En el caso de García Lorca se produce, por consiguiente, una identificación natural con el mundo gitano, el cual le llega especialmente por medio de la música y el canto. En este sentido, y como luego señalaré más en detalle, el Primer romancero gitano está en su origen ligado al Poema del cante jondo, del cual se desprende y con el que mantiene claros lazos de unión. El cante jondo, cante gitano-andaluz en su desarrollo moderno, está en la raíz de los dos libros, conviniéndole al Romancero la misma apuntada calificación de gitano-andaluz, por la suma de elementos que en él concurren, bien entendido que el romance lorquiano es un romance culto, de sabia complejidad, por más que sus raíces espontáneas se ahínquen en una remota tradición oral.
Aun sin haber procedido a un cotejo completo de las seis o siete ediciones del Romancero que se hicieron en vida del poeta (la última de 1936), cabe deducir, como explico en las notas finales, que el poeta revisó el texto de la princeps al menos en la tercera edición (Buenos Aires, Sur, 1933). Aparte de enmendarse varias erratas, se introducen cambios de puntuación, se añaden blancos y nuevos signos tipográficos, como el guión anunciador de entrada de diálogo, no usado ni en la edición primera ni en la segunda. Esta última innovación se ve apoyada por los autógrafos, donde el poeta entrecomilla los fragmentos de diálogo de sus romances. (Este uso, no adoptado para el Romancero, se observa, sin embargo, en Canciones.) La tercera edición presenta otra importante novedad: el título reducido en cubierta y portada, con pérdida del adjetivo numeral. No es seguro que la reducción se deba al poeta, pues la portadilla sigue reproduciendo el título original completo. La contradicción vuelve a producirse del mismo modo en la quinta salida del Primer romancero gitano (Madrid, Espasa-Calpe, 1935). En esta edición la viñeta de la cubierta, cuyo texto es de composición tipográfica, es un nuevo dibujo lorquiano: un motivo vegetal (el mismo que acompañará muchas de sus firmas de última época) se enreda en torno a una media luna en creciente sobre la que llueven unas gotas, se supone que de sangre. Dibujo y letras actúan como negativo en blanco sobre un fondo rojo pálido, casi rosa. Por otro lado, esta edición sigue, con leves cambios, el texto de Buenos Aires. La conclusión que se impone es la validez concedida por el autor a la tercera edición de su libro, que ha de ser tenida en cuenta, junto con los autógrafos y versiones previas aparecidas en prensa y revistas, para la fijación del texto del Romancero lorquiano.

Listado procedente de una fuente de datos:
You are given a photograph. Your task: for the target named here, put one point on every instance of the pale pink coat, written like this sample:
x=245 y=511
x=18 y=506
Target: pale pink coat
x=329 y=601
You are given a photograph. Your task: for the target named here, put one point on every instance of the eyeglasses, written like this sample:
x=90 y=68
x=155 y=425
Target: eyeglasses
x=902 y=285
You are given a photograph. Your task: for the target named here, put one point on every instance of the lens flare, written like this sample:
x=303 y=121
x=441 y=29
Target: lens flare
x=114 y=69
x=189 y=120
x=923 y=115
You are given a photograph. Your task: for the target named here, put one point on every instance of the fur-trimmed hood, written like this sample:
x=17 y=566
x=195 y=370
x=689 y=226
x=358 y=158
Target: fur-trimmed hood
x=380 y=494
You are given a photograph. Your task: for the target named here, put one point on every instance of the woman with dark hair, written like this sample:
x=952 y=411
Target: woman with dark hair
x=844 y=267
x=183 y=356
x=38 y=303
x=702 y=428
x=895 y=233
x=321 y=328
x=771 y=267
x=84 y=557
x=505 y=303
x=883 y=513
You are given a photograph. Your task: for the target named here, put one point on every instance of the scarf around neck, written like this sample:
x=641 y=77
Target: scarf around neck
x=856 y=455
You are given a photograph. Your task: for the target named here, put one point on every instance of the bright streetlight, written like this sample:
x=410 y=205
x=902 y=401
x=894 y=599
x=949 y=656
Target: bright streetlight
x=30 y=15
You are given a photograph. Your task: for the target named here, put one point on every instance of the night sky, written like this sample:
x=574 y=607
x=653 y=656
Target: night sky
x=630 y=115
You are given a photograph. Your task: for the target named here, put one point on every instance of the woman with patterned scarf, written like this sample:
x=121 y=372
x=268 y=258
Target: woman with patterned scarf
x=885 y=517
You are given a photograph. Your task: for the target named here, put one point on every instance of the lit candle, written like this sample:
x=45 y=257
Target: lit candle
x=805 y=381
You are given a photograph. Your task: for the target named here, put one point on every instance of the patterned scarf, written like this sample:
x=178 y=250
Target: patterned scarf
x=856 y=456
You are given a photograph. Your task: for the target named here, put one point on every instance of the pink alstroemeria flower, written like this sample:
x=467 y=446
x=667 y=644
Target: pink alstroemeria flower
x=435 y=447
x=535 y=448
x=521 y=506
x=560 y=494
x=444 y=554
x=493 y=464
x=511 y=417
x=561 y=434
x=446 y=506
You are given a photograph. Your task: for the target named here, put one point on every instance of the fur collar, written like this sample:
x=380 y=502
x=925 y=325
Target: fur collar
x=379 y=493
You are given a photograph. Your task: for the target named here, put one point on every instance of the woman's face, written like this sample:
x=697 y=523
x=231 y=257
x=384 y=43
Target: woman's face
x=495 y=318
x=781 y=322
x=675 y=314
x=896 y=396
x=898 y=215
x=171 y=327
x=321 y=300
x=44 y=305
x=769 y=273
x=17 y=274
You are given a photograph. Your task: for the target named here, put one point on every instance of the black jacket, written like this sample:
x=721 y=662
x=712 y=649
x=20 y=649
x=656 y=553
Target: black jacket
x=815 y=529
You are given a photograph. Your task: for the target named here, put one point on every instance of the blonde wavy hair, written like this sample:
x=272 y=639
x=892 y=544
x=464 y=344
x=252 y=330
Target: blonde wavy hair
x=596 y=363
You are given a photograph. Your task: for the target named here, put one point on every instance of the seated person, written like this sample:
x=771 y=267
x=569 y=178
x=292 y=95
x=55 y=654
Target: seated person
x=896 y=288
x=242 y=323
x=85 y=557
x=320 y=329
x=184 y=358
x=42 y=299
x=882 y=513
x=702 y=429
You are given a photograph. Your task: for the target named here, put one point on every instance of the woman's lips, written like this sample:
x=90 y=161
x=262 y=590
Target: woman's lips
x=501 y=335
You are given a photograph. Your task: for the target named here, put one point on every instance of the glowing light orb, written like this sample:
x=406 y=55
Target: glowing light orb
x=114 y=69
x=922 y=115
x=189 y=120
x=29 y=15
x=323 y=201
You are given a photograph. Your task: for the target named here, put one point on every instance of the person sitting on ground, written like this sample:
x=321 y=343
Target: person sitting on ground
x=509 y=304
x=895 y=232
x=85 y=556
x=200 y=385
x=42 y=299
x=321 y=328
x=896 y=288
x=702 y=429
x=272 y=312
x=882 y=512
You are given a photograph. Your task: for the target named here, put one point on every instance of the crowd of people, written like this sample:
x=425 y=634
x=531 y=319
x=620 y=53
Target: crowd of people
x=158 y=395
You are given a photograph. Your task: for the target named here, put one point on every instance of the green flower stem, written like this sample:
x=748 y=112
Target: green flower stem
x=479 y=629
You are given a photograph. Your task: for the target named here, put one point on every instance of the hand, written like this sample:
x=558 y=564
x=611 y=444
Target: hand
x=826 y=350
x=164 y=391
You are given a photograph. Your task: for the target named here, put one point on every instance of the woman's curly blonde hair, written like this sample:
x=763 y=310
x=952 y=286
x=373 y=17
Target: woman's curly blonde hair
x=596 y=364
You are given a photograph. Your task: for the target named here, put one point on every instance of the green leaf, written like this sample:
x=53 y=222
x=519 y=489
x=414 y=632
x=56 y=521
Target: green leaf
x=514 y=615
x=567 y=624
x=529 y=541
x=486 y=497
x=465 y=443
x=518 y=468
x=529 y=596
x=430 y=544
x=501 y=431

| TAREAS PENDIENTES |
a. ¿Puedes reescribir como una lista breve el párrafo del texto sobre el Romancero gitano que empieza con «En el caso de García Lorca», sin perder sus datos principales?
b. Responde a estas preguntas sobre el texto del Romancero gitano:
(i) ¿Qué dos libros tienen al cante jondo en su raíz?
(ii) ¿En qué ciudad y en qué año salió la tercera edición del Romancero?
(iii) ¿De qué color es el fondo de la cubierta en la edición de Espasa-Calpe de 1935?
c. ¿Cómo seguiría el texto sobre el Romancero gitano? Escribe lo que viene a continuación de su última oración.
Este listado proviene de otra fuente.

| RESPUESTAS POR TAREA |
a.
- García Lorca se identifica de forma natural con el mundo gitano, que le llega sobre todo a través de la música y el canto.
- El Primer romancero gitano nace ligado al Poema del cante jondo, del que se desprende y con el que mantiene claros lazos.
- El cante jondo, cante gitano-andaluz en su desarrollo moderno, está en la raíz de ambos libros.
- Al Romancero le corresponde también la calificación de gitano-andaluz por los elementos que reúne.
- El romance lorquiano es culto y de sabia complejidad, aunque sus raíces se hundan en una remota tradición oral.

b.
(i) El Poema del cante jondo y el Primer romancero gitano.
(ii) En Buenos Aires, en 1933.
(iii) Rojo pálido, casi rosa.

c.
Otro aspecto crítico de importancia es el de la cronología del Primer romancero gitano. El poeta declaró en la misma cubierta de la primera edición, escritos con tipos de máquina de escribir, los años que enmarcan la composición de su libro: 1924-1927. Como en el caso del Poema del cante jondo, que García Lorca dataría en 1921, siendo esencialmente fiel a la fecha de redacción del núcleo del libro, nada hay que objetar a los límites cronológicos marcados por el autor para su Romancero. No obstante, pueden añadirse algunas matizaciones de interés. Los tres años que median entre 1924 y 1927 indican el tiempo clave de escritura del libro, independientemente de que el proyecto pueda ser anterior a 1924, lo que parece difícil de probar, o que alguno de los romances fuera escrito con anterioridad a dicho año.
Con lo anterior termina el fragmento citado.